[Exercise description]
Copy every one of the records below word for word, changing nothing.

=======

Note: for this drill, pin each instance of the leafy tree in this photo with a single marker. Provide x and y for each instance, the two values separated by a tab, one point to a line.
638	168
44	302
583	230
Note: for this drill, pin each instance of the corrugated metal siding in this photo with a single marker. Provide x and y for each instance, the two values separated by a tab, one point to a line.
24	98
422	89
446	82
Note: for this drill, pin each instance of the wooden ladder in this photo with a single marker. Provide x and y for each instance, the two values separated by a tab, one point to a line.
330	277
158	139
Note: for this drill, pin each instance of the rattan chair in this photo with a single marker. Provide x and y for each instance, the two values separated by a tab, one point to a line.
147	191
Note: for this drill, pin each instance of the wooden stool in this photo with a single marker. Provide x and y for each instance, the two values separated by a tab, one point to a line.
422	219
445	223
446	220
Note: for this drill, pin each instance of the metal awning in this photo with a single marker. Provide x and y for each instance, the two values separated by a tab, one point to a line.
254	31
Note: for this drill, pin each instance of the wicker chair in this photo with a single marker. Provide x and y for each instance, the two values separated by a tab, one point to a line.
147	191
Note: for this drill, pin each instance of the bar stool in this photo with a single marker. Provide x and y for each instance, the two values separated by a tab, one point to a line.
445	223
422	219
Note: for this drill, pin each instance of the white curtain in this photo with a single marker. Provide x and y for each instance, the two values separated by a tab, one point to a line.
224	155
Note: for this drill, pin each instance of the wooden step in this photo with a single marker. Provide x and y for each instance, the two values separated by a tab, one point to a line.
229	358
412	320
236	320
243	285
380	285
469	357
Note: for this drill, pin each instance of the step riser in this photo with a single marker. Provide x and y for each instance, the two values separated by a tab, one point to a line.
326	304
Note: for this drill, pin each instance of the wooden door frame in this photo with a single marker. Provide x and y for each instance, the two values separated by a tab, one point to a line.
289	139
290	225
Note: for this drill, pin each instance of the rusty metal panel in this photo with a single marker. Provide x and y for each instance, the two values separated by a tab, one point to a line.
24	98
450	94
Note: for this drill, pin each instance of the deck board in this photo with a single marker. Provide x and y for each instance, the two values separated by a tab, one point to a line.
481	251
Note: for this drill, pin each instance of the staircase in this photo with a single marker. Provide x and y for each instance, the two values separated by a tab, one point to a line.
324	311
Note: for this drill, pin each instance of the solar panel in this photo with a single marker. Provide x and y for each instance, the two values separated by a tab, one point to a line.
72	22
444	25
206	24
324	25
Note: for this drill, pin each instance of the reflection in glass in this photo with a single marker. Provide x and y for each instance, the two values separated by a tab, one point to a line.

=======

[Finished task]
Note: for this drill, pin each instance of the leafy tree in this photo with a single marker. Provide x and y for each instance, the two values separated by a tab, one point to a line.
638	168
44	302
583	230
Note: for this drill, pin each instance of the corrugated metal siding in this photo with a single marker. Provide x and y for each instance, the two values separated by a tab, one point to a line.
24	98
422	89
446	82
Note: for this drill, pin each instance of the wooden ladder in this photo with a single marker. Provide x and y for each instance, the two values separated by a tab, one point to a line.
330	277
158	139
Note: for this drill, pin each instance of the rattan chair in this photo with a single marker. Provide x and y for each instance, the two values separated by a tab, one point to a line.
147	191
Note: for this drill, pin each instance of the wooden stool in this photo with a single marker. Provide x and y for each instance, the two values separated by a tab, one point to a line.
422	219
445	223
446	220
Note: for this drill, pin each instance of the metal awning in this photo with a single marker. Provide x and y for each instance, the two values separated by a tab, one point to a line.
254	31
Note: for this drill, pin each instance of the wicker chair in this photo with a single marker. Provide x and y for each instance, the two values separated by a tab, one point to a line.
147	191
Note: for this drill, pin each instance of the bar stool in this photo with a single marker. Provide x and y for each instance, the two values separated by a tab, one point to a line.
445	223
422	219
Note: for this drill, pin each instance of the white curtain in this photo with a single marker. Provide x and y for each instance, the two values separated by a tab, one point to a line.
224	155
Note: for this drill, pin each instance of the wooden step in this photo with a single marker. Provide x and y for each instance, the two values separated by a tab, one point to a line.
229	358
412	320
236	320
243	285
380	285
469	357
Note: for this drill, pin each instance of the step riser in this photo with a single marker. Provide x and y for each instance, the two values separated by a tab, one point to a line.
326	304
Note: for this drill, pin each instance of the wooden door frame in this photo with a single marker. Provide x and y for each instance, the two values separated by a tab, one point to a line.
289	139
290	225
Note: for this drill, pin each instance of the rusty metal panel in this photo with a single marker. Provide x and y for each instance, the two values separated by a tab, one point to a line.
24	98
450	94
Note: for this drill, pin each instance of the deck board in this photo with a single marker. Provide x and y for each instance, the two values separated by a tab, one point to a line.
481	251
Note: for this drill, pin each instance of the staircase in this photo with a single marker. Provide x and y for each instance, the two values separated by a tab, one point to a line.
324	311
Note: for this drill, pin each instance of the solar panel in this photo with a single marker. Provide x and y for each instance, the two values separated by a tab, one point to a line.
72	22
444	25
206	24
324	25
Note: for this drill, pin each instance of the reflection in glass in this photo with a single marker. Provide x and y for each instance, the two values separated by a tab, one point to a line.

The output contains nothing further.